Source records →
* * * * *
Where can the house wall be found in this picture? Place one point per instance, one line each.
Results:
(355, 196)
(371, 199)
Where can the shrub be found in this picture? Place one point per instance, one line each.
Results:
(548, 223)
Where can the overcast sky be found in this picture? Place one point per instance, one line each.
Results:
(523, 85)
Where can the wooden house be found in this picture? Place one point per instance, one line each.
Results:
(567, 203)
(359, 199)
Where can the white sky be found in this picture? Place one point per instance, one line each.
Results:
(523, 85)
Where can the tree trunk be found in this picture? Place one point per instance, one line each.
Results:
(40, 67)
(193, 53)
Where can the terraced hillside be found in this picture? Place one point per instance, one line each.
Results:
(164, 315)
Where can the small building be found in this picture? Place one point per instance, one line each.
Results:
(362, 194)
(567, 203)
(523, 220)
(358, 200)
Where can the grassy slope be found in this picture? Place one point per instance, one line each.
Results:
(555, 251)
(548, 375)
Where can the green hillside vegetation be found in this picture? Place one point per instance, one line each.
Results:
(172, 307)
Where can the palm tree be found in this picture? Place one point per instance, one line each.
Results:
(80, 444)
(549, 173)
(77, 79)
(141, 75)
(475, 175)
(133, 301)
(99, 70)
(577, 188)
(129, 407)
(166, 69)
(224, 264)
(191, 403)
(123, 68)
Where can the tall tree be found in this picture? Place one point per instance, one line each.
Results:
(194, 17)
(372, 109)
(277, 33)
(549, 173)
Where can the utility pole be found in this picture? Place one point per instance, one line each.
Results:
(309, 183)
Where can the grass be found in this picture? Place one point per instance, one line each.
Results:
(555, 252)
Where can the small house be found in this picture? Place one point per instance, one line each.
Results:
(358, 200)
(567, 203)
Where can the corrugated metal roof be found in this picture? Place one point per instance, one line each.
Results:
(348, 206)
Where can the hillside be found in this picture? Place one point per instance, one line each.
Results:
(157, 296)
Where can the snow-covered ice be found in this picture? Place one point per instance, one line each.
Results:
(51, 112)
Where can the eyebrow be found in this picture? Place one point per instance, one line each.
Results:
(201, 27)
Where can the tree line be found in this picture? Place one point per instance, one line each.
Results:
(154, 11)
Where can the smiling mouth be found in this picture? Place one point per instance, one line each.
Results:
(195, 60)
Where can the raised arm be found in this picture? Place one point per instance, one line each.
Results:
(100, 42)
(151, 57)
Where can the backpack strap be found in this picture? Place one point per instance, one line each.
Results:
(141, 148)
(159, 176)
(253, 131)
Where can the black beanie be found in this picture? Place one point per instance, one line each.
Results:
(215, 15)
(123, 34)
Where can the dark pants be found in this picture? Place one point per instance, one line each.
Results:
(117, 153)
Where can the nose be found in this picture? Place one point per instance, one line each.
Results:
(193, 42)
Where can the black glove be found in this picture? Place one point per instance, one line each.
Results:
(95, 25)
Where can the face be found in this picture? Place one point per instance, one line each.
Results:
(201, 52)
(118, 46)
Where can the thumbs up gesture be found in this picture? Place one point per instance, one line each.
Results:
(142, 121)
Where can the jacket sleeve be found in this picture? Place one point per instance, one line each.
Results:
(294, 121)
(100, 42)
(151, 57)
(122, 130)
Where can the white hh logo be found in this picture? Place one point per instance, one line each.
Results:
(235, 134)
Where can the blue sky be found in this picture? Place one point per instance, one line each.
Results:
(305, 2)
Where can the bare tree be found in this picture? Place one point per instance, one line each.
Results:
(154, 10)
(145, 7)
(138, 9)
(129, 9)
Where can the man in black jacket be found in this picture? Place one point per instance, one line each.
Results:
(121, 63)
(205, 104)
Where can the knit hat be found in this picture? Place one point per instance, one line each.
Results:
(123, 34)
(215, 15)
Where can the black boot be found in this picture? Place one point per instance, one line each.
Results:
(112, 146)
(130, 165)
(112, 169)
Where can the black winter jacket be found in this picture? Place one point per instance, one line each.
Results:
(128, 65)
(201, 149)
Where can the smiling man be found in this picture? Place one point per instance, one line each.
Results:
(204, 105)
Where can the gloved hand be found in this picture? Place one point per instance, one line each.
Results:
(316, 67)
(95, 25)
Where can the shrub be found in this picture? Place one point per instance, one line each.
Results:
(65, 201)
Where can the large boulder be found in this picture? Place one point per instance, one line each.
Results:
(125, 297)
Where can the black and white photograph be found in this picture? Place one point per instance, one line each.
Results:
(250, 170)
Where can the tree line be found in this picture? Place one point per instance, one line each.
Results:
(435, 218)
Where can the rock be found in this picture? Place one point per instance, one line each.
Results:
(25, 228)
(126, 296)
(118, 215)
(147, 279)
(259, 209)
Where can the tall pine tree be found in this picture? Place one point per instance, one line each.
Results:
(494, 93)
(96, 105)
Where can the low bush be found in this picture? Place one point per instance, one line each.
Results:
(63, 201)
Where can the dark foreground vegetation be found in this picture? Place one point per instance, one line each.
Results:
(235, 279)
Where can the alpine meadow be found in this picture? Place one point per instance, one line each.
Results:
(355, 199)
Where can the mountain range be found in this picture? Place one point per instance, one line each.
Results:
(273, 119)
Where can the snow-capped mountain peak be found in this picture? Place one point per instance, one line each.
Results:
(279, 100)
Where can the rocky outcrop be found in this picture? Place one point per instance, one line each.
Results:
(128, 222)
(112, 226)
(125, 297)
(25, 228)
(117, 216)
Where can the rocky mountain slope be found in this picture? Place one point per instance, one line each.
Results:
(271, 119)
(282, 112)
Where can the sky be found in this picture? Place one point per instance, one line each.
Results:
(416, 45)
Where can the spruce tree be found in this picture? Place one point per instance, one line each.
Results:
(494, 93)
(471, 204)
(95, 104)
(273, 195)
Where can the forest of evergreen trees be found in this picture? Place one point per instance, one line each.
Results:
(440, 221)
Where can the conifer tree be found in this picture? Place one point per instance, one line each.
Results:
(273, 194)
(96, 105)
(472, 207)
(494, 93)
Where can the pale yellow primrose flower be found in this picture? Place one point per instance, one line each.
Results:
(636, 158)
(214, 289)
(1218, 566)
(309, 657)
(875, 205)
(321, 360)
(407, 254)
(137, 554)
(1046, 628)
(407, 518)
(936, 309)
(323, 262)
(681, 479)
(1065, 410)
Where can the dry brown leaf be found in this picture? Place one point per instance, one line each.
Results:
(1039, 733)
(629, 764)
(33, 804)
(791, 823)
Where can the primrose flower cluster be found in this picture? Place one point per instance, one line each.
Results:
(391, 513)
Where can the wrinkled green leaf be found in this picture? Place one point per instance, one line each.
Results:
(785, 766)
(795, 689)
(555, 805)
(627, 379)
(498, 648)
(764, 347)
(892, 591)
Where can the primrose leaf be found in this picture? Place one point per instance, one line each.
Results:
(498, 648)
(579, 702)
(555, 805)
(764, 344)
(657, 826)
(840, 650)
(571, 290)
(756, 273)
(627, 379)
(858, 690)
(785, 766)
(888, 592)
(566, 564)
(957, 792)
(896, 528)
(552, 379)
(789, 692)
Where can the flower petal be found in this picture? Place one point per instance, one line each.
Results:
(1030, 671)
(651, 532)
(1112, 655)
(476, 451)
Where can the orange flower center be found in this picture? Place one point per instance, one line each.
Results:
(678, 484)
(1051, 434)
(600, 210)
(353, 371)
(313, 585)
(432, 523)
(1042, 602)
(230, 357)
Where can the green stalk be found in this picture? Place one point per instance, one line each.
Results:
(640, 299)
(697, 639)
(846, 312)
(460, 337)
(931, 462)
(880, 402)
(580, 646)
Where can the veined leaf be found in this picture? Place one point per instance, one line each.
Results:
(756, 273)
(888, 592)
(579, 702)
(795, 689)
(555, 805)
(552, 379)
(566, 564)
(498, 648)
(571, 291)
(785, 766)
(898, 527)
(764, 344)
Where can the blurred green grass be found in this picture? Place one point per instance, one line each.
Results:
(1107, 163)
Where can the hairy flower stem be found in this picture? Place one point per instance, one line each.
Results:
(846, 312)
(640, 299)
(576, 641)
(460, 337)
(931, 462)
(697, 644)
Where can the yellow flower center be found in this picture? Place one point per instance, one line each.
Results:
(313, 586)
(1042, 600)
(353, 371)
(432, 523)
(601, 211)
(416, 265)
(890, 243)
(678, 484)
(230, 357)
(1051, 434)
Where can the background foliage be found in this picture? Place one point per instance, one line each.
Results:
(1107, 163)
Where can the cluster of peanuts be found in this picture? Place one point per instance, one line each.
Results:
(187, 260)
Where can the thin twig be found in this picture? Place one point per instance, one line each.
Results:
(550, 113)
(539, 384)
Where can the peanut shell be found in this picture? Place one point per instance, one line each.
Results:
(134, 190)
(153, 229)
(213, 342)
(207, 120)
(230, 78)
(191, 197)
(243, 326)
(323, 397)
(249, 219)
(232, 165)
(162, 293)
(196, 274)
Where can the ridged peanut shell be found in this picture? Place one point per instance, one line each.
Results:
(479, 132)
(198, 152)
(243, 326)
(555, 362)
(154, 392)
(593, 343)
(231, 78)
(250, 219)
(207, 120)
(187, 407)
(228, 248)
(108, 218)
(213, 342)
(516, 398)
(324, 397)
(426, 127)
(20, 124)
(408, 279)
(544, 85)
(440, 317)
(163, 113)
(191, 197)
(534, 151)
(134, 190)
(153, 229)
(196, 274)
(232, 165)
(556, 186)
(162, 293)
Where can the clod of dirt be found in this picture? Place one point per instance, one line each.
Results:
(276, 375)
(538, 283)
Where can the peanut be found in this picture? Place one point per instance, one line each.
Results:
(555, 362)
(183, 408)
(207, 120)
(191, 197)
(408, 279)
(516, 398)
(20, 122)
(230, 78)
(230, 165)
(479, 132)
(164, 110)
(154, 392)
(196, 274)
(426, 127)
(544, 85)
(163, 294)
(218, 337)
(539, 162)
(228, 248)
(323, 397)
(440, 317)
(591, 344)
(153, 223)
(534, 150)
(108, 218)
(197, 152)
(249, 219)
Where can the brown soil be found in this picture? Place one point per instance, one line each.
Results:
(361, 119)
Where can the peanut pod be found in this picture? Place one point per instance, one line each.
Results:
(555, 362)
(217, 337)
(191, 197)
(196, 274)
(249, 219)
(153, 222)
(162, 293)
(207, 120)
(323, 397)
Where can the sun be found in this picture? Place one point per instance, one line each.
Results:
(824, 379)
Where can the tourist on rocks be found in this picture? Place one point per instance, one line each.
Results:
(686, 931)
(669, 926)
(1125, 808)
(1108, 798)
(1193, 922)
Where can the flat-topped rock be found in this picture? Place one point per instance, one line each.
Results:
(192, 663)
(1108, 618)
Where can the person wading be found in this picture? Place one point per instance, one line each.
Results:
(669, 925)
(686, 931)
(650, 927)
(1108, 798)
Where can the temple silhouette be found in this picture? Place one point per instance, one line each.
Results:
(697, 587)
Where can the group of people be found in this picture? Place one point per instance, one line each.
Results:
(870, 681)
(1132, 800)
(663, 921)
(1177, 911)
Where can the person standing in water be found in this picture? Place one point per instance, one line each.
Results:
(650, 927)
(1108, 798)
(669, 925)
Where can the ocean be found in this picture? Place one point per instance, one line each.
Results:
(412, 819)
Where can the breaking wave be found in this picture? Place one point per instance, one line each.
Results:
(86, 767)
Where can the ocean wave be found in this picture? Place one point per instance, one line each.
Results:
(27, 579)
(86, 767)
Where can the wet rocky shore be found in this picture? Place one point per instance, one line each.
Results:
* * * * *
Exercise description → Every line from the one containing "Where can the brown" through the end of the entries above must be echoed exactly, with both ends kept.

Complete response →
Where can the brown soil be found in this picture? Place one point per instance, one line each.
Results:
(361, 119)
Where can the peanut pod be found in this picture? Place one point per instance, one line each.
Results:
(555, 362)
(217, 337)
(191, 197)
(196, 274)
(249, 219)
(153, 222)
(162, 293)
(207, 120)
(323, 397)
Where can the sun be found in this picture? Place one point per instance, one line each.
Results:
(824, 379)
Where can the tourist on rocks be found in this picture? Place one point per instance, one line each.
Results:
(686, 931)
(669, 926)
(1125, 808)
(1108, 798)
(1193, 922)
Where can the flat-topped rock be found in this picture? Place one point per instance, one line each.
Results:
(192, 663)
(1108, 618)
Where can the person wading be found in this picture? Place one point per instance, one line each.
Results:
(669, 925)
(686, 931)
(650, 927)
(1108, 798)
Where can the temple silhouette be found in this picture? Place one point per instance, one line each.
Results:
(697, 587)
Where can the group of people be found in this picture? Place one point per instance, one line each.
Results:
(870, 681)
(1132, 800)
(663, 921)
(1177, 911)
Where can the person standing in water be found in this picture? Place one point per instance, one line each.
Results:
(650, 927)
(1108, 798)
(669, 925)
Where can the ocean be found in this picture? Place one point per instance, one line each.
Results:
(412, 819)
Where can the breaking wave be found in this picture? Place one point per instance, one line each.
Results:
(86, 767)
Where can the ocean wave be found in this picture? Place one point per instance, one line each.
Results:
(27, 579)
(86, 767)
Where can the wet rocky shore be found in this picture? Place one point per instance, one line each.
Results:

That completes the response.